▸ DOCUMENT TEXT

# New just found out my Husband been having an affair!



## Eliserobin78 (Jun 8, 2013)

Hi I'm new to this site and just looking for advice or encouragement. I've know my husband since we were 15 years old. We got married almost 8 yrs ago. We always had our ups in downs, break ups, and of course seem to get back together. Despite our crazy relationship I guess love was always on our side. After we got married we decided to start a family. Well after a year of trying we dealt with infertility issues. So after countless months of trying to fix the problem nothing worked. We decided to try Invitro. On the 1st try we got pregnant & had a baby boy who is now 3. Fasting forwarding it to present my husband told me about a year and half ago he was unhappy. His been unhappy for year. His unhappiness start when our infertility started. He proceed to tell me our relationship was stale, old, not fun, and just was not into it. Well 3 months ago I find out he was having a affair for a year in a half. He said he fell in love with her, and wanted to be with her, they are sooo compatible together, they are like soul mates! i felt like i was listening to a teenager. Needless to say the woman he was having a affair with was suppose to leave her husband but never did. My husband still once to leave because his heart is not there anymore. He told me he does not want to hurt me, leave his son, or get divorce but he must follow his heart. WTF?!? He feels we should move on get separated & divorce. I guess what I'm asking is why is he so confused but knows what he wants? Sadly I'm still in love I trying to let go but how?


----------



## Caribbean Man (Jun 3, 2012)

Eliserobin78 said:


> I guess what I'm asking is why is he so confused but knows what he wants? Sadly I'm still in love I trying to let go but how?


Hi Elise, 
Welcome to the forum.
Sorry you are in this position.
Firstly, despite what you may think , feel at this time, or even what you may read around here, 

YOU ARE NOT TO BLAME FOR YOUR HUSBAND'S INDISCRETIONS.

Take absolutely no responsibility for any of his actions/ feelings.
He BETRAYED YOU , whilst you stayed faithful.
None of this is your fault.
If you are confident that you did all in your power to make the marriage work then,
What he wants now, is no longer your business.
Every marriage ha issues, some greater, sometimes lesser, but no one is
" entitled " to happiness in a marriage.
We can only get out of a marriage , exactly what we put in.
He cheated and left you and your son defenceless, now you must fend for both of you.
Yes,
Sadly you are still in love , but sooner , rather than later you will get over him when the reality of what he did to you hits home.
Best wishes.


----------



## Will_Kane (Feb 26, 2012)

Does he still have any contact at all with the other woman?


----------



## ubercoolpanda (Sep 11, 2012)

So he plans on leaving you and and plans on being a little guy on the side for this OW? 

Who is she? Do you have her details. Tell her husband ASAP.
_Posted via Mobile Device_


----------



## Eliserobin78 (Jun 8, 2013)

▸ PROMPT 1
Report each line of the entries that contains the word "deepest".
The forum thread has no connection to the entries.

▸ RECORDS FOR THIS EXERCISE
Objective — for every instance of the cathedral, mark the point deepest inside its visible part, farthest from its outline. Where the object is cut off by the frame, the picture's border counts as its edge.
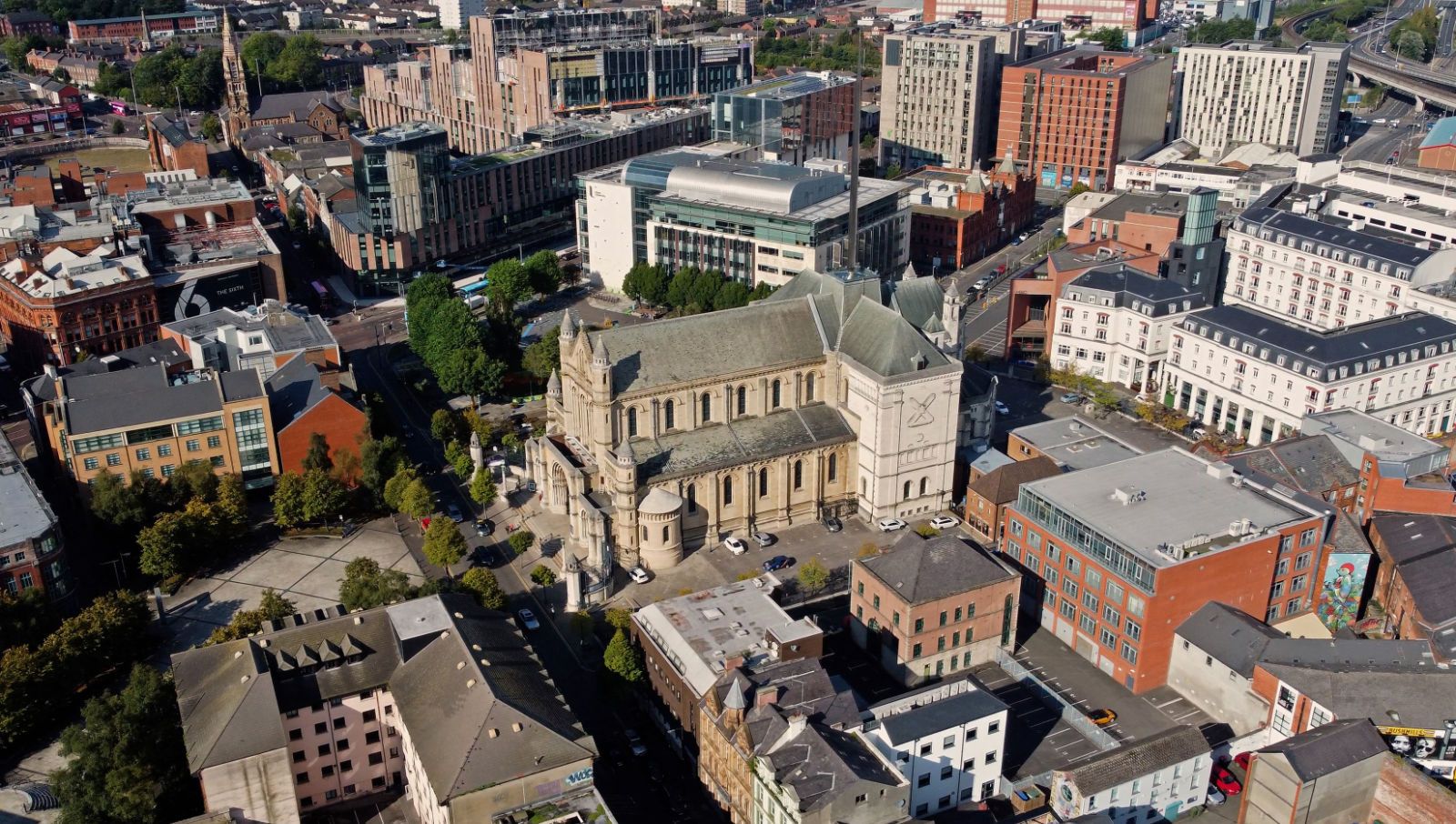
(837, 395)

--

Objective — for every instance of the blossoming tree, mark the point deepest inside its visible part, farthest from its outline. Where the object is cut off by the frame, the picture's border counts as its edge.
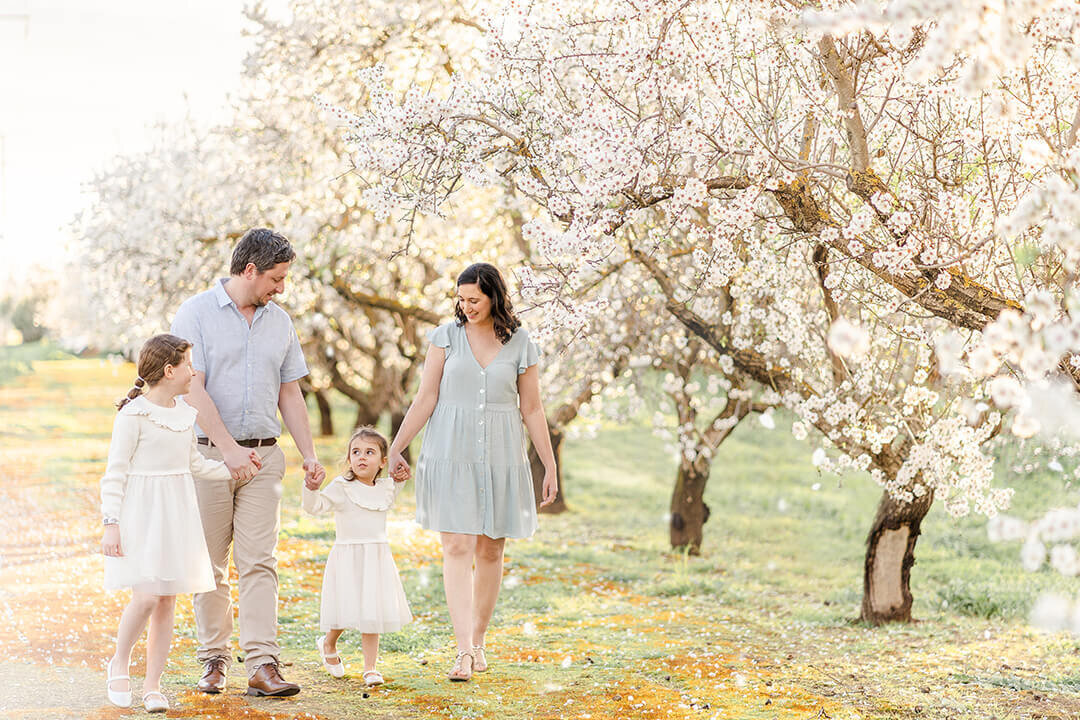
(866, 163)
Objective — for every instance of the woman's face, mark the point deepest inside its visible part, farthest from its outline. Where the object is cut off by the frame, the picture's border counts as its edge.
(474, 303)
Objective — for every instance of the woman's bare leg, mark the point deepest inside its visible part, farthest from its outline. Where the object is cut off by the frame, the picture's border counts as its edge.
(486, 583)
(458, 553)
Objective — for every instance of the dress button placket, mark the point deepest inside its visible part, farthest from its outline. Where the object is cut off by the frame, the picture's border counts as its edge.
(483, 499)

▸ PROMPT 2
Restate word for word the part of the forum thread that begins at the words "He cheated and" and stops after "the other woman?".

▸ COMPLETE ANSWER 1
Objective — for every instance of the cathedral, mark the point deepest inside its visible part, farthest from its outline. Where the object is cut off by the frame, the picture's border counts as its edge.
Objective — for every instance of the blossoming tree, mark the point deepest inside its visible part, farthest from its outline. Where the object is cut off by the frame, the picture's border counts as its edge.
Objective — for every instance of the woman's face, mark the point deepest inside its visible part, farthest from its outline. Where the object is cut off by the frame, the picture's border counts as its edge.
Objective — for every instance of the woman's bare leg, mark the point deepest inside its visible part, farthest from its outline. Where the object is cut off by the frame, the picture's border counts as its edge.
Objective — for every instance of the dress button placket, mark the point deepest inside its visible part, farthest from its outline. Where the object is cut off by the frame, the picture's border counts as its edge.

▸ COMPLETE ANSWER 2
He cheated and left you and your son defenceless, now you must fend for both of you.
Yes,
Sadly you are still in love , but sooner , rather than later you will get over him when the reality of what he did to you hits home.
Best wishes.


----------



## Will_Kane (Feb 26, 2012)

Does he still have any contact at all with the other woman?